• Required work: How many of the lines below contain the word "hair"? Reply with the number alone.

• Dataset extract:
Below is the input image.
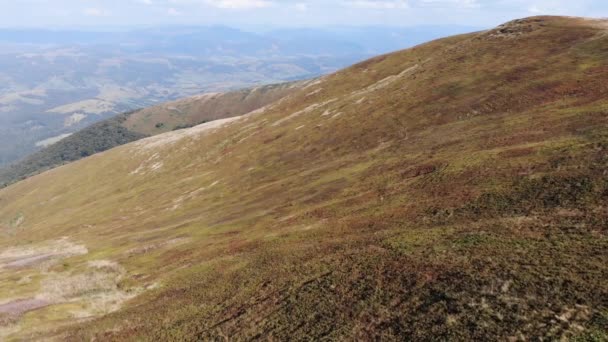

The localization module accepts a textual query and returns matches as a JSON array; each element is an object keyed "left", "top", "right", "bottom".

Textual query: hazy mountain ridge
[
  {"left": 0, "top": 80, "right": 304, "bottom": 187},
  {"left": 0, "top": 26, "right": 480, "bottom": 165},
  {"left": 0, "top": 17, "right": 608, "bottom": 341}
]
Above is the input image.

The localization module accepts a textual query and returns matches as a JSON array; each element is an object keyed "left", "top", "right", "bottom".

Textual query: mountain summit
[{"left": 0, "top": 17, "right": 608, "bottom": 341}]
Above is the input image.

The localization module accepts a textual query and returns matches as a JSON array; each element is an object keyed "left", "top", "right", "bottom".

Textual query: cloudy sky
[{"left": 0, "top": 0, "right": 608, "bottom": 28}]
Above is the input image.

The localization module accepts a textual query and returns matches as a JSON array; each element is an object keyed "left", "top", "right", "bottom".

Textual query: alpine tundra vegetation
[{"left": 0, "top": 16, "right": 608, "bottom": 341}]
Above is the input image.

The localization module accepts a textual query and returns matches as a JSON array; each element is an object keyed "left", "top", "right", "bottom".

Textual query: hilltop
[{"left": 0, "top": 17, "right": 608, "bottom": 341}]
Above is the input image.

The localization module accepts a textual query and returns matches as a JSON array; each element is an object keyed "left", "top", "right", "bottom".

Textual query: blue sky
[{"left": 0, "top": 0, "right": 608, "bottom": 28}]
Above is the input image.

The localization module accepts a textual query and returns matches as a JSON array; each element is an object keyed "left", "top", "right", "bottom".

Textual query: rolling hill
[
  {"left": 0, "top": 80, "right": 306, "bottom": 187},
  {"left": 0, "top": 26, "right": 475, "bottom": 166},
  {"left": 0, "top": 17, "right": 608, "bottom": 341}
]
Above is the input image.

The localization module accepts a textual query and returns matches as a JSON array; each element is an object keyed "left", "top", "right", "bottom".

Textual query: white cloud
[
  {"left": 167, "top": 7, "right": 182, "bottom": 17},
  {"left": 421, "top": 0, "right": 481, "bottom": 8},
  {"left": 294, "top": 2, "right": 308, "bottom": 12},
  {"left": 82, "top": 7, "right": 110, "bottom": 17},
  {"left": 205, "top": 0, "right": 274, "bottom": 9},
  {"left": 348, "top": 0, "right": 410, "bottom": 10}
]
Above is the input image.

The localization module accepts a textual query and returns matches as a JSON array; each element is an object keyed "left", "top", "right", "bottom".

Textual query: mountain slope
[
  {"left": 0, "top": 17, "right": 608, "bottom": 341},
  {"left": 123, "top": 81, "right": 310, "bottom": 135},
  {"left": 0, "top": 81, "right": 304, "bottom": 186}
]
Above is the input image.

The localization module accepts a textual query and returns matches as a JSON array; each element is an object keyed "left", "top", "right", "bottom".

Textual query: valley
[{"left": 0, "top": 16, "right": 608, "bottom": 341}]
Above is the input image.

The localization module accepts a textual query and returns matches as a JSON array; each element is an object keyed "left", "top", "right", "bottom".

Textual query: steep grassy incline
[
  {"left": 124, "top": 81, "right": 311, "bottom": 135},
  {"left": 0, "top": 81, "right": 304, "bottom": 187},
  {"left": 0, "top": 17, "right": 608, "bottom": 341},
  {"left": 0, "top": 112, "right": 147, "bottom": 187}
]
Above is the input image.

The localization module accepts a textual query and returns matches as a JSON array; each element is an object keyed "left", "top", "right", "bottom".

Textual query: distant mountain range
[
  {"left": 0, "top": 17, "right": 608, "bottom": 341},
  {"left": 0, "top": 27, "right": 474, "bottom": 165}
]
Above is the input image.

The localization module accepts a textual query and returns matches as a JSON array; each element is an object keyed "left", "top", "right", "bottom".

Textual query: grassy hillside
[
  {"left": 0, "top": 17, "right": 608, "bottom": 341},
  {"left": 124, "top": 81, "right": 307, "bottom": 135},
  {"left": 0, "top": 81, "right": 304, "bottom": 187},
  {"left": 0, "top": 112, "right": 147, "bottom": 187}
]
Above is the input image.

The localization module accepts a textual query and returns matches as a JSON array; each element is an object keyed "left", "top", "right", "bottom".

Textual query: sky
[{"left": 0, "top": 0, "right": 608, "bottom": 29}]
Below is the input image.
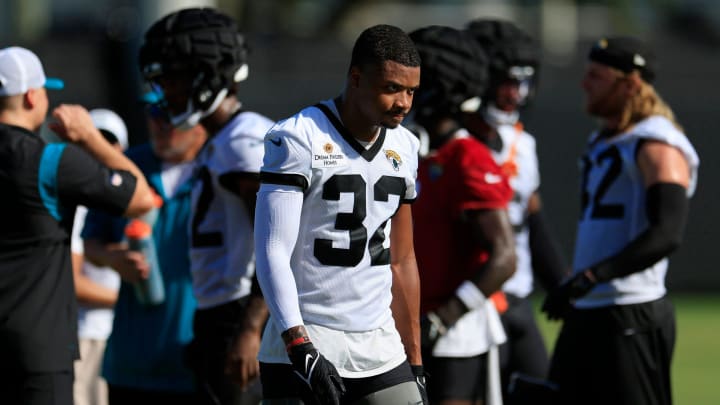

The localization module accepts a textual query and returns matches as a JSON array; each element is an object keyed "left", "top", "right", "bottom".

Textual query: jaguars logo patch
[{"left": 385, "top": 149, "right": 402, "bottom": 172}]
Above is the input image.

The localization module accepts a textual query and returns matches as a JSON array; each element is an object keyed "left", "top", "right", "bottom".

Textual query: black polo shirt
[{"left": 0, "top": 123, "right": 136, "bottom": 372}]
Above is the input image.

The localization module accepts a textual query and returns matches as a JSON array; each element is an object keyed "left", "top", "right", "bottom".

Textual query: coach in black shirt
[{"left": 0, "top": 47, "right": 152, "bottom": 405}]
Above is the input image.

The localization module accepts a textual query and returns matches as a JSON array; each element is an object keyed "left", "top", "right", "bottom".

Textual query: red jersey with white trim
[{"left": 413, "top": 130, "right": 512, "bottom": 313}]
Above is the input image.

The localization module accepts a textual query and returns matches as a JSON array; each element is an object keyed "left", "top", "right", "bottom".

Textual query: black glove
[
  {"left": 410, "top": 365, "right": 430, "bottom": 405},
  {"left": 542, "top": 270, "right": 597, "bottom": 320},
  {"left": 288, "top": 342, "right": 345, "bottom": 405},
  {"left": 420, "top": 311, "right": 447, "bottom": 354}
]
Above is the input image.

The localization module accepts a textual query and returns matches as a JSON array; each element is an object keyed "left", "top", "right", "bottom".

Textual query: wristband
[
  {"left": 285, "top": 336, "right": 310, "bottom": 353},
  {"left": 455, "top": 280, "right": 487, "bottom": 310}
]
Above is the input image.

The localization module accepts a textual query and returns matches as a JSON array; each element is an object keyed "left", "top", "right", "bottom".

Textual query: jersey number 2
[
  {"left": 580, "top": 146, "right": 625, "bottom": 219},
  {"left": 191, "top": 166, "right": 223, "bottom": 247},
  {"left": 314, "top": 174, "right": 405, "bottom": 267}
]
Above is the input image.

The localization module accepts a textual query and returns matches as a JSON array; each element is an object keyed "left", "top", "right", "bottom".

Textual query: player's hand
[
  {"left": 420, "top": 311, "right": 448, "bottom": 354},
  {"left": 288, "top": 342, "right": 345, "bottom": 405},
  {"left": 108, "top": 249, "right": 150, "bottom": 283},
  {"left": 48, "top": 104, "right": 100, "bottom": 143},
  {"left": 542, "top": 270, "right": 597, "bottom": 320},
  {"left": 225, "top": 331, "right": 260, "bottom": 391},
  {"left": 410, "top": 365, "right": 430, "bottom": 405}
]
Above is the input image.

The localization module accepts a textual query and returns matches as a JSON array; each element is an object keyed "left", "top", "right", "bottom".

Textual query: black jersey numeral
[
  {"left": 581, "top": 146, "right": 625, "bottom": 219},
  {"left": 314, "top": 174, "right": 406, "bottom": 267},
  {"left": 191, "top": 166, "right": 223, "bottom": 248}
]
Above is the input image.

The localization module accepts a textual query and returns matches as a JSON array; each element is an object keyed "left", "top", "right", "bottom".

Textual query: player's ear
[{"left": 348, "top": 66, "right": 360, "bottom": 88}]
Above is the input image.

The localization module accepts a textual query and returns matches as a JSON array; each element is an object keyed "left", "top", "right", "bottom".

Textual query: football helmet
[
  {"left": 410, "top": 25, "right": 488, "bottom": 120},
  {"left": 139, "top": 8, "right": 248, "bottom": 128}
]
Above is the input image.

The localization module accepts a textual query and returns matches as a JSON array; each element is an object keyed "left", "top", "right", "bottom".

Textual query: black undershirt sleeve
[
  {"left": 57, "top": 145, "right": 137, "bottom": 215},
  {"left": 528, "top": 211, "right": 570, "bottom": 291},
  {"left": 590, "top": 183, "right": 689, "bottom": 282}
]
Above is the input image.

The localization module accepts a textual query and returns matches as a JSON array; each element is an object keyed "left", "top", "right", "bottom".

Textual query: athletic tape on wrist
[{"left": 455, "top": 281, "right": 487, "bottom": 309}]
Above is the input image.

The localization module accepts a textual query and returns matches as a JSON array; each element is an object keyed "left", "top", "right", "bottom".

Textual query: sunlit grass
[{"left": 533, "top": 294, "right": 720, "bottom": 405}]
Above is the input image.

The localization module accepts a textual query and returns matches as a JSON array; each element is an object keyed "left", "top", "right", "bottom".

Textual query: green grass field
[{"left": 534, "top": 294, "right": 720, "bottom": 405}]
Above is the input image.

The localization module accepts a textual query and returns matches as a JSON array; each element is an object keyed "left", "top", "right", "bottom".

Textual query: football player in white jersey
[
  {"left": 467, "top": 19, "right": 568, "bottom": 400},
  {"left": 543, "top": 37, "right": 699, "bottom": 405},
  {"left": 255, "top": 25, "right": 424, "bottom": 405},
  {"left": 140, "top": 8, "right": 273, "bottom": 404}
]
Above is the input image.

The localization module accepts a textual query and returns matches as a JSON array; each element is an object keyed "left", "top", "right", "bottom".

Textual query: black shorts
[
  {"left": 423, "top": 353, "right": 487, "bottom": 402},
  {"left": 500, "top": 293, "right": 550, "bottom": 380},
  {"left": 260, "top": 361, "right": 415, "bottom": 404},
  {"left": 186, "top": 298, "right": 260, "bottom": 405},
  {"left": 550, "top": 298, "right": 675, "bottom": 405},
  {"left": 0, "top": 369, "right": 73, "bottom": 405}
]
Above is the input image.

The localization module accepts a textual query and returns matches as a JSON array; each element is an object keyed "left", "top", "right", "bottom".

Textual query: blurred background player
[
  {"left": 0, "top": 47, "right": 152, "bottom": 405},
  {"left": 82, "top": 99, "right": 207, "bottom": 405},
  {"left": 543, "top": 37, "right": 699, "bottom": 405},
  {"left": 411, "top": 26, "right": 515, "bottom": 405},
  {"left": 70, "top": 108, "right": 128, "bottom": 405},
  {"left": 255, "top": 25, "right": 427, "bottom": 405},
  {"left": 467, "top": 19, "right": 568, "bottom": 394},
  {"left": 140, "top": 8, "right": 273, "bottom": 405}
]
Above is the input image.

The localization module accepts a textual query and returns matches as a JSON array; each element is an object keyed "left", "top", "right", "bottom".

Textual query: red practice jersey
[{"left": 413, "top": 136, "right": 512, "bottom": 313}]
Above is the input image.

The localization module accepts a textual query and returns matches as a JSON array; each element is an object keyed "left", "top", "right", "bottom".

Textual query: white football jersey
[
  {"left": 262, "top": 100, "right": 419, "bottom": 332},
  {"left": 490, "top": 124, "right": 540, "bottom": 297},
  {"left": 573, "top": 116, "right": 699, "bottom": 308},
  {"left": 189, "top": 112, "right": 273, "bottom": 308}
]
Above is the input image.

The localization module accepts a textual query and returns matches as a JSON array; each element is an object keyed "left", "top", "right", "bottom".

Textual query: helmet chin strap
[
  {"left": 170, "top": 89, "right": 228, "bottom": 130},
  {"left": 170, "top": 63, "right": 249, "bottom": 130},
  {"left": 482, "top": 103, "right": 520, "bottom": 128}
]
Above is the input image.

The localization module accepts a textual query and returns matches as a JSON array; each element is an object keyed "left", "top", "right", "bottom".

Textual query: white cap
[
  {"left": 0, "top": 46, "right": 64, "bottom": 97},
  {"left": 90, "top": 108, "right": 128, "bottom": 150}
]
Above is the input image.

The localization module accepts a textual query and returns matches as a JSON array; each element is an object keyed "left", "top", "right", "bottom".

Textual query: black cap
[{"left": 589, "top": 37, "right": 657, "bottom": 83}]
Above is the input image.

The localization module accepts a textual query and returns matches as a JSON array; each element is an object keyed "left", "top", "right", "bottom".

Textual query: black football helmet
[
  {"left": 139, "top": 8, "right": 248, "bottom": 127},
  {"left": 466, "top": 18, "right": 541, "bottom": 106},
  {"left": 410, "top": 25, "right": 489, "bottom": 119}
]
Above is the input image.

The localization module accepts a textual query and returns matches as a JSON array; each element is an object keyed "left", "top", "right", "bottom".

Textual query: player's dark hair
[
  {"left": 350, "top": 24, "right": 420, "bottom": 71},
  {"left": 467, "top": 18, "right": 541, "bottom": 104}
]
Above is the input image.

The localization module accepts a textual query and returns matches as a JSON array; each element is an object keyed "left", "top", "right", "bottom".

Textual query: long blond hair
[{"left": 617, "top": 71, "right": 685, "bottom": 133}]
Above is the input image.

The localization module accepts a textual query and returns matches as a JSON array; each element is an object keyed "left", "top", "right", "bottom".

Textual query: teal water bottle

• Exercise response: 2